[Named region outline records]

►

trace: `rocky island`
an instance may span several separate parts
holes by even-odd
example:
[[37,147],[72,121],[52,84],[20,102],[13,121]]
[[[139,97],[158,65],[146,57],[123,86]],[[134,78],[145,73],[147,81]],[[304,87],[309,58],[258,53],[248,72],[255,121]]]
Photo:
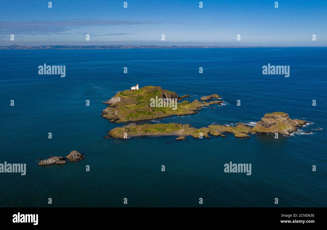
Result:
[[[72,161],[77,161],[85,158],[85,157],[80,153],[79,153],[76,150],[73,150],[66,156],[66,158]],[[41,158],[39,158],[40,159]],[[42,160],[38,164],[39,165],[47,165],[55,164],[56,165],[66,164],[67,162],[65,160],[62,156],[50,156],[48,159]]]
[[253,128],[254,131],[262,133],[278,133],[282,135],[289,136],[306,123],[304,120],[295,119],[288,117],[288,114],[283,112],[275,112],[266,113],[261,121],[258,122]]
[[[103,102],[108,105],[102,111],[101,116],[112,122],[136,121],[173,115],[193,114],[198,112],[200,108],[206,105],[221,105],[223,102],[221,101],[202,102],[198,100],[192,102],[185,100],[177,103],[176,108],[169,107],[151,107],[150,105],[151,99],[176,99],[180,101],[190,96],[185,95],[180,97],[175,92],[163,90],[160,86],[144,86],[137,90],[125,90],[118,92],[111,99]],[[206,97],[205,100],[220,97],[217,94],[210,96],[210,98]]]
[[232,133],[237,138],[249,138],[249,134],[256,133],[278,133],[289,135],[297,130],[298,127],[303,126],[306,123],[303,120],[292,120],[289,117],[287,113],[277,112],[265,114],[261,121],[258,122],[253,128],[241,123],[238,123],[235,126],[210,125],[200,128],[192,127],[188,124],[181,123],[159,123],[137,125],[134,123],[113,129],[108,132],[108,136],[104,137],[124,139],[124,135],[127,134],[128,138],[140,136],[178,136],[176,140],[182,140],[188,136],[196,138],[199,138],[201,136],[211,138],[209,134],[225,137],[226,136],[223,133]]

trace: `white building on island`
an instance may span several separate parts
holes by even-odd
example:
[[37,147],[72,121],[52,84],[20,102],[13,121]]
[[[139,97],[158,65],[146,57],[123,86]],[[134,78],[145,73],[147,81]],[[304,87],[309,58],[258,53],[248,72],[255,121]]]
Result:
[[131,90],[137,90],[139,89],[139,84],[136,84],[136,86],[133,86],[130,88]]

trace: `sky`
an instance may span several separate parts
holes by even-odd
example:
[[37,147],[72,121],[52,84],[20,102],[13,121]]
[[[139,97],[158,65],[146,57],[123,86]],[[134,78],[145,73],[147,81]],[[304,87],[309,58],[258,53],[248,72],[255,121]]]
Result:
[[0,0],[0,46],[327,44],[326,0],[49,1]]

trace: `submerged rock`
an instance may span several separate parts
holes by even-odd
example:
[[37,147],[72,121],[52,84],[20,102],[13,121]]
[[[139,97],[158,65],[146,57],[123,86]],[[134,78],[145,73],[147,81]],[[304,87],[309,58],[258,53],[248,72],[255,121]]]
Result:
[[66,158],[72,161],[77,161],[84,158],[85,156],[80,153],[76,150],[73,150],[70,152],[68,156],[66,156]]
[[[39,165],[51,165],[53,164],[57,164],[57,162],[58,161],[60,161],[60,163],[58,163],[58,164],[64,164],[66,163],[66,161],[64,160],[63,157],[62,156],[51,156],[52,157],[49,157],[47,159],[45,160],[43,160],[39,162],[38,164]],[[65,163],[63,163],[63,161],[64,161]]]

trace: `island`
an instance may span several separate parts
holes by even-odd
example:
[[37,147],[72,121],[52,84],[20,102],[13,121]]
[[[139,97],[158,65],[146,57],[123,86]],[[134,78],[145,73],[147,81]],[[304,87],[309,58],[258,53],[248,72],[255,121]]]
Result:
[[[138,85],[133,86],[131,90],[119,91],[110,100],[103,103],[108,105],[102,111],[103,118],[109,121],[119,123],[128,121],[136,121],[168,117],[191,114],[198,112],[201,108],[213,104],[221,105],[222,101],[202,102],[196,99],[190,102],[184,100],[177,103],[178,101],[190,96],[185,95],[179,97],[175,92],[163,90],[160,86],[147,86],[139,89]],[[213,96],[214,95],[214,96]],[[217,98],[215,95],[218,96]],[[218,94],[212,94],[207,101],[212,98],[220,98]],[[169,106],[164,102],[161,104],[156,103],[162,100],[166,100],[171,104],[176,102],[175,106]],[[155,106],[151,106],[151,102],[155,100]],[[158,105],[159,105],[159,106]]]
[[104,137],[128,139],[141,136],[178,136],[176,140],[183,140],[188,136],[196,138],[200,138],[201,137],[210,138],[211,138],[209,134],[225,137],[226,136],[223,134],[226,133],[232,133],[235,137],[240,138],[250,138],[249,134],[257,133],[277,133],[288,136],[297,130],[298,127],[304,125],[306,122],[304,120],[292,120],[289,118],[287,113],[276,112],[265,114],[261,121],[258,122],[253,128],[240,123],[234,126],[212,124],[199,128],[192,127],[189,124],[179,123],[145,124],[140,125],[134,123],[112,129],[108,132],[107,136]]
[[[83,156],[83,154],[80,153],[76,150],[73,150],[66,156],[66,158],[71,161],[77,161],[85,158],[85,156]],[[41,158],[39,158],[39,159],[41,160]],[[47,159],[42,160],[39,162],[38,164],[41,166],[48,165],[53,164],[60,165],[66,164],[66,163],[67,162],[62,156],[51,156],[48,157]]]

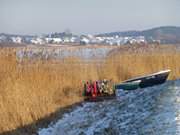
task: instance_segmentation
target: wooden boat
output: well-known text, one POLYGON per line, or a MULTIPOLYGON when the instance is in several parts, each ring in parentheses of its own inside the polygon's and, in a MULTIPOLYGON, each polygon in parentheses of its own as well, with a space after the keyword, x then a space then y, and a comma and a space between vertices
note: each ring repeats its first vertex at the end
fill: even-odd
POLYGON ((139 80, 140 81, 140 83, 139 83, 140 88, 154 86, 154 85, 164 83, 167 80, 170 72, 171 72, 171 70, 163 70, 163 71, 159 71, 157 73, 149 74, 146 76, 141 76, 141 77, 129 79, 129 80, 124 81, 123 83, 130 83, 130 82, 134 82, 134 81, 139 80))
POLYGON ((121 84, 116 84, 115 89, 123 89, 123 90, 135 90, 139 88, 141 80, 136 80, 132 82, 124 82, 121 84))

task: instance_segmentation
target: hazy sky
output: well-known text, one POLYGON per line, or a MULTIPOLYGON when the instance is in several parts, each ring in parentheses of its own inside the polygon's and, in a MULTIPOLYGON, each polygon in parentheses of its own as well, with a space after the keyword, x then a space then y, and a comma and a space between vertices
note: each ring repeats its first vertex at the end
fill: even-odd
POLYGON ((0 0, 0 33, 75 34, 180 26, 180 0, 0 0))

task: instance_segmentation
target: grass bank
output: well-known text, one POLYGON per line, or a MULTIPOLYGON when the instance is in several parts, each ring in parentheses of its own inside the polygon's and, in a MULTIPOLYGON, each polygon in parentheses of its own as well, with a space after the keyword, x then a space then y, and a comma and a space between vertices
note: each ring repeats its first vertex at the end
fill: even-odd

◄

EXERCISE DETAILS: Write the records out once more, exactly as they appear, with no pictures.

RESPONSE:
trace: `rocky island`
an instance may span several separate parts
holes by even-odd
example:
[[37,147],[72,121],[52,84],[20,102],[13,121]]
[[[139,97],[158,65],[146,57],[123,86]],[[134,78],[145,73],[147,81]],[[304,87],[309,58],[258,53],[248,72],[255,121]]]
Photo:
Result:
[[[72,161],[77,161],[85,158],[85,157],[80,153],[79,153],[76,150],[73,150],[66,156],[66,158]],[[41,158],[39,158],[40,159]],[[42,160],[38,164],[39,165],[47,165],[55,164],[56,165],[66,164],[67,162],[65,160],[62,156],[50,156],[48,159]]]
[[253,128],[254,131],[262,133],[278,133],[282,135],[289,136],[306,123],[304,120],[295,119],[288,117],[288,114],[283,112],[275,112],[266,113],[261,121],[258,122]]
[[[103,102],[108,105],[102,111],[101,116],[112,122],[136,121],[173,115],[193,114],[198,112],[200,108],[206,105],[221,105],[223,102],[221,101],[202,102],[198,100],[192,102],[185,100],[177,103],[176,108],[169,107],[151,107],[150,105],[151,99],[176,99],[180,101],[190,96],[185,95],[180,97],[175,92],[163,90],[160,86],[144,86],[137,90],[125,90],[118,92],[111,99]],[[206,97],[205,100],[220,97],[217,94],[210,96],[210,98]]]
[[232,133],[237,138],[249,138],[249,134],[256,133],[278,133],[289,135],[297,130],[298,127],[303,126],[306,123],[303,120],[292,120],[289,117],[287,113],[277,112],[265,114],[261,121],[258,122],[253,128],[241,123],[238,123],[235,126],[210,125],[200,128],[192,127],[188,124],[181,123],[159,123],[137,125],[134,123],[113,129],[108,132],[108,136],[104,137],[124,139],[124,135],[127,134],[128,138],[140,136],[178,136],[176,140],[182,140],[188,136],[196,138],[199,138],[201,136],[211,138],[209,134],[225,137],[226,136],[223,133]]

trace: `white building on island`
an instance may span several separate parts
holes by even-odd
example:
[[37,147],[72,121],[52,84],[20,102],[13,121]]
[[[139,97],[158,65],[146,57],[123,86]],[[134,78],[145,73],[147,81]],[[304,87],[309,58],[258,53],[248,72],[255,121]]]
Result:
[[131,90],[137,90],[139,89],[139,84],[136,84],[136,86],[133,86],[130,88]]

trace: `sky`
an instance may span several separate parts
holes by even-odd
example:
[[37,147],[72,121],[52,84],[20,102],[13,121]]
[[[139,97],[158,65],[146,57],[123,86]],[[134,78],[145,73],[147,81]],[[304,87],[309,58],[258,53],[248,72],[255,121]]]
Result:
[[0,0],[0,46],[327,44],[326,0],[49,1]]

trace: `submerged rock`
an instance may span several separate parts
holes by even-odd
example:
[[37,147],[72,121],[52,84],[20,102],[13,121]]
[[[139,97],[158,65],[146,57],[123,86]],[[134,78],[145,73],[147,81]],[[304,87],[309,58],[258,53],[248,72],[255,121]]]
Result:
[[66,158],[72,161],[77,161],[84,158],[85,156],[80,153],[76,150],[73,150],[70,152],[68,156],[66,156]]
[[[39,165],[51,165],[53,164],[57,164],[57,162],[58,161],[60,161],[60,163],[58,163],[58,164],[64,164],[66,163],[66,161],[64,160],[63,157],[62,156],[51,156],[52,157],[49,157],[47,159],[45,160],[43,160],[39,162],[38,164]],[[65,163],[63,163],[63,161],[64,161]]]

trace: `island`
an instance may span several separate parts
holes by even-odd
example:
[[37,147],[72,121],[52,84],[20,102],[13,121]]
[[[139,97],[158,65],[146,57],[123,86]],[[134,78],[145,73],[147,81]],[[304,87],[309,58],[258,53],[248,72],[255,121]]]
Result:
[[[138,85],[133,86],[131,90],[119,91],[110,100],[103,103],[108,105],[102,111],[103,118],[109,121],[119,123],[128,121],[136,121],[168,117],[191,114],[198,112],[201,108],[213,104],[221,105],[222,101],[202,102],[196,99],[190,102],[184,100],[177,103],[178,101],[190,96],[185,95],[179,97],[175,92],[163,90],[160,86],[147,86],[139,89]],[[213,96],[214,95],[214,96]],[[217,98],[215,95],[218,96]],[[218,94],[212,94],[207,101],[212,98],[220,98]],[[169,106],[164,102],[161,104],[156,103],[162,100],[166,100],[171,104],[176,102],[175,106]],[[155,106],[151,106],[151,102],[155,100]],[[158,105],[159,105],[159,106]]]
[[104,137],[128,139],[141,136],[178,136],[176,140],[183,140],[188,136],[196,138],[200,138],[201,137],[210,138],[211,138],[209,134],[225,137],[226,136],[223,134],[226,133],[232,133],[235,137],[240,138],[250,138],[249,134],[257,133],[277,133],[288,136],[297,130],[298,127],[304,125],[306,122],[304,120],[292,120],[289,118],[287,113],[276,112],[265,114],[261,121],[258,122],[253,128],[240,123],[234,126],[212,124],[199,128],[192,127],[189,124],[179,123],[145,124],[140,125],[134,123],[112,129],[108,132],[107,136]]
[[[83,156],[83,154],[80,153],[76,150],[73,150],[66,156],[66,158],[71,161],[77,161],[85,158],[85,156]],[[41,158],[39,158],[39,159],[41,160]],[[47,159],[42,160],[39,162],[38,164],[41,166],[48,165],[53,164],[60,165],[66,164],[66,163],[67,162],[62,156],[51,156],[48,157]]]

task: instance_segmentation
target: wooden boat
output: well-known text, one POLYGON per line, or a MULTIPOLYGON when the instance is in several parts, each ring in parentheses of its own inside the polygon's and, in a MULTIPOLYGON, each polygon in parentheses of its own as well, with a space after the keyword, x then a space then y, and a comma and a space between vertices
note: each ring repeats its first vertex at the end
fill: even-odd
POLYGON ((139 80, 140 81, 140 83, 139 83, 140 88, 154 86, 154 85, 164 83, 167 80, 170 72, 171 72, 171 70, 163 70, 163 71, 159 71, 157 73, 149 74, 146 76, 141 76, 141 77, 129 79, 129 80, 124 81, 123 83, 130 83, 130 82, 134 82, 134 81, 139 80))
POLYGON ((121 84, 116 84, 115 89, 123 89, 123 90, 135 90, 139 88, 141 80, 136 80, 132 82, 124 82, 121 84))

task: instance_segmentation
target: hazy sky
output: well-known text, one POLYGON per line, or a MULTIPOLYGON when the instance is in several parts, each ring in parentheses of its own inside the polygon's and, in a MULTIPOLYGON, each polygon in parentheses of its own as well, with a space after the keyword, x then a space then y, and a comma and a space between vertices
note: each ring repeats its first vertex at the end
fill: even-odd
POLYGON ((0 0, 0 33, 75 34, 180 26, 180 0, 0 0))

task: instance_segmentation
target: grass bank
output: well-known text, one POLYGON per line, or a MULTIPOLYGON when the instance is in several parts, each ring in parentheses of its own inside the polygon's and, in a MULTIPOLYGON, each polygon in parentheses of its own as well, with a space after the keyword, x then a space then y, and a comma and a space between vertices
note: each ring repeats its first vertex at the end
fill: even-odd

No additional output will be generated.